Nicky Hamlyn - An Evening of Experimental Films

by Mike Rollo Volume 12, Issue 1 / January 2008 5 minutes (1169 words)

On June 28th, 2007 the Double Negative Collective invited filmmaker and writer Nicky Hamlyn to present a screening of his recent film work at Cinema Parallel (Ex-Centris). Hamlyn’s films, mostly silent and shot using a Bolex 16mm film camera, focus on the relationship between camera and place. All films incorporate various in-camera techniques such as lap dissolves, exposure variables, focus shifts, single frame sequences and time-lapse photography that alter and expand our perception of common objects such as a garden trellis, a bathroom faucet, a water hose, and shadows. The 16mm prints in the program were organized by completion date.

The first two films Minutiae (1990) and Hole (1992) started the evening of experimental shorts. In Minutiae, a site/event-specific film for the BBC2 TV program The Late Show, Hamlyn captures the loneliness and emptiness of a television studio and an interviewer’s chair. We are introduced to Hamlyn’s structural approach to filmmaking, using in-camera editing techniques including the use of macro-photography and lap dissolves. The film is textured with the grainy images bathed in dark hues of reds and blues. In his next film Hole (1992) the subject matter is a man made hole near a construction site. Employing static camera shots and conventional compositions, the film is an exploration of light, but also of scale as the filmmaker contrasts the human and feline appearances that pass through the hole.

Hamlyn’s visual style intensifies with his next film White Light (1996). The principle subject of White Light is a set of chrome-plated bath faucets. Made frame by frame with images shifting in and out of focus, the film captures the shimmering light flickering off the chrome creating an effect that is visually free flowing and rhythmically musical. As a result, the chrome faucets took on the form of shiny bubbles. The film also incorporates rotoscoped sequences that are derived from the filmed footage and serve as animated interludes positioned between the live action (mechanical images) and the drawn animation (hand drawn images). In Lux et Umbra (1999) Hamlyn returns to site-specific film. Shot in Hoxton Square, the site of the now defunct Lux Centre, the film was originally shown as a back projection on the windows on the Centre’s first floor gallery. Hamlyn defines the architectural space and scale through cubist fragmentation and geometric shape relations, emphasizing the three dimensional grid patterns of the building through frame by frame sequences that are either in motion or simply static.

**Supplied records:**
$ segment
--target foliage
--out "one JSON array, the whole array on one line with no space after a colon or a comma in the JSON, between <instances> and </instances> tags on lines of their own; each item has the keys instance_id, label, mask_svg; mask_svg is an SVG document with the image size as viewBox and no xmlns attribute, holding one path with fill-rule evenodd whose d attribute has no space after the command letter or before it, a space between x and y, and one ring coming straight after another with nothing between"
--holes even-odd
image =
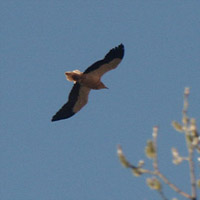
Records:
<instances>
[{"instance_id":1,"label":"foliage","mask_svg":"<svg viewBox=\"0 0 200 200\"><path fill-rule=\"evenodd\" d=\"M176 148L172 148L172 157L173 163L179 165L182 162L187 162L189 165L189 174L190 174L190 185L191 185L191 194L188 194L182 191L178 186L173 184L169 179L165 177L163 173L160 172L158 166L158 149L157 149L157 136L158 136L158 127L153 127L152 139L147 141L145 147L146 156L152 160L153 170L145 169L144 161L139 161L138 165L135 166L131 164L125 157L121 146L118 146L118 157L121 164L132 170L135 176L141 176L142 174L149 174L152 177L146 179L146 183L149 188L157 191L160 194L161 199L167 200L166 195L163 192L162 184L168 185L172 190L179 193L181 196L186 199L197 200L197 188L200 188L200 179L196 178L196 171L194 169L194 158L195 151L200 153L200 137L198 135L196 120L194 118L188 117L188 97L190 89L185 88L184 91L184 102L182 110L182 123L177 121L172 122L172 126L177 132L183 133L185 136L186 146L188 150L188 155L183 157L179 154ZM196 159L200 162L200 158Z\"/></svg>"}]
</instances>

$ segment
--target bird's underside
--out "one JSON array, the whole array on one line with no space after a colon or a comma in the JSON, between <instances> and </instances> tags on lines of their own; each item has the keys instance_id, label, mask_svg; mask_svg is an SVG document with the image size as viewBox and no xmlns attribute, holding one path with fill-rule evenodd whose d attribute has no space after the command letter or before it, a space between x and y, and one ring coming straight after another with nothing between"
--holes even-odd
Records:
<instances>
[{"instance_id":1,"label":"bird's underside","mask_svg":"<svg viewBox=\"0 0 200 200\"><path fill-rule=\"evenodd\" d=\"M88 102L88 95L91 89L107 88L102 82L101 77L104 73L115 69L124 56L124 46L111 49L103 60L95 62L84 72L74 70L65 72L66 78L74 82L74 86L68 97L68 102L53 116L52 121L67 119L77 113Z\"/></svg>"}]
</instances>

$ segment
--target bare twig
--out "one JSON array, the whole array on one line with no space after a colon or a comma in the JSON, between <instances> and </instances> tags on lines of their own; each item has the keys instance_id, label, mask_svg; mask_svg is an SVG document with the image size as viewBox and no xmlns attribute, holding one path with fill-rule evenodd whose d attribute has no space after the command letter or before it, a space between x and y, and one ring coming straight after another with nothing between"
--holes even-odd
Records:
<instances>
[{"instance_id":1,"label":"bare twig","mask_svg":"<svg viewBox=\"0 0 200 200\"><path fill-rule=\"evenodd\" d=\"M196 200L197 198L197 191L196 191L196 177L195 177L195 170L194 170L194 146L191 141L188 140L189 137L191 137L191 129L190 129L190 120L187 116L188 112L188 97L190 94L189 88L185 88L184 91L184 103L183 103L183 126L185 131L185 138L187 143L187 149L188 149L188 163L190 168L190 182L191 182L191 192L192 192L192 200Z\"/></svg>"}]
</instances>

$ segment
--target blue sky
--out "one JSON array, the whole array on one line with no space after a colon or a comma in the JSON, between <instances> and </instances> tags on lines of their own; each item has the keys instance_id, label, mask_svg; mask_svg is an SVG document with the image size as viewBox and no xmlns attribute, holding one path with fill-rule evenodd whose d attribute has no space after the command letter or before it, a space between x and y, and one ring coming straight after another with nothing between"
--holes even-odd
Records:
<instances>
[{"instance_id":1,"label":"blue sky","mask_svg":"<svg viewBox=\"0 0 200 200\"><path fill-rule=\"evenodd\" d=\"M154 125L160 170L190 192L187 164L171 162L172 146L186 154L171 121L181 120L189 86L199 124L199 1L0 4L2 200L158 199L116 156L121 144L130 161L151 168L144 147ZM72 87L64 72L84 71L120 43L124 59L103 77L109 90L92 91L78 114L52 123Z\"/></svg>"}]
</instances>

**Given exercise 1:** Reproduce the part of the Nicky Hamlyn screening review starting with "by Mike Rollo" and going on through "by completion date.".
**Given exercise 2:** Condense the paragraph of the Nicky Hamlyn screening review that begins "The first two films Minutiae (1990) and Hole (1992)" into a shorter version that keeps its main facts.
**Given exercise 3:** Resume the Nicky Hamlyn screening review after its last sentence.
None of the entries is needed for this work.

**Right answer 1:**
by Mike Rollo Volume 12, Issue 1 / January 2008 5 minutes (1169 words)

On June 28th, 2007 the Double Negative Collective invited filmmaker and writer Nicky Hamlyn to present a screening of his recent film work at Cinema Parallel (Ex-Centris). Hamlyn’s films, mostly silent and shot using a Bolex 16mm film camera, focus on the relationship between camera and place. All films incorporate various in-camera techniques such as lap dissolves, exposure variables, focus shifts, single frame sequences and time-lapse photography that alter and expand our perception of common objects such as a garden trellis, a bathroom faucet, a water hose, and shadows. The 16mm prints in the program were organized by completion date.

**Right answer 2:** The evening opened with Minutiae (1990) and Hole (1992). Minutiae, a site/event-specific film made for the BBC2 program The Late Show, shows the loneliness and emptiness of a television studio and an interviewer's chair. It introduces Hamlyn's structural approach through in-camera editing, including macro-photography and lap dissolves, with grainy images in dark reds and blues. Hole centers on a man-made hole near a construction site. With static shots and conventional compositions, it explores light and also scale, contrasting the humans and cats that pass through the hole.

**Right answer 3:**
The next film Matrix (1999) continues Hamlyn’s study of spatial elaborations and dimensional planes. The film is constructed in terms of receding planes through a series of object studies in which Hamlyn shoots a garden trellis, a spider web and a section of branches from a tree. Emphasizing the spatial depth of the image, Hamlyn jogs the focus back and forth to specific calculated distances. This technique is developed by the fragmentation of objects such as the garden trellis. Cropping it in extreme close up to section off the screen space, Hamlyn alters the depth perception as the trellis is thrown in and out of focus revealing the background in fleeting moments of clarity. Matrix is also fascinating because of its editing structure, where the silent images are lively and musical via rhythmic in-camera cuts, pulsating as a series of constantly changing images. Not Resting (1999) is more restrained in its technique, as it was shot from a single position, the filmmaker’s bed, in a single session. The film is structured around a number of formal ideas such as shot duration, movements between light and dark, static camera and static subject, and muted colors.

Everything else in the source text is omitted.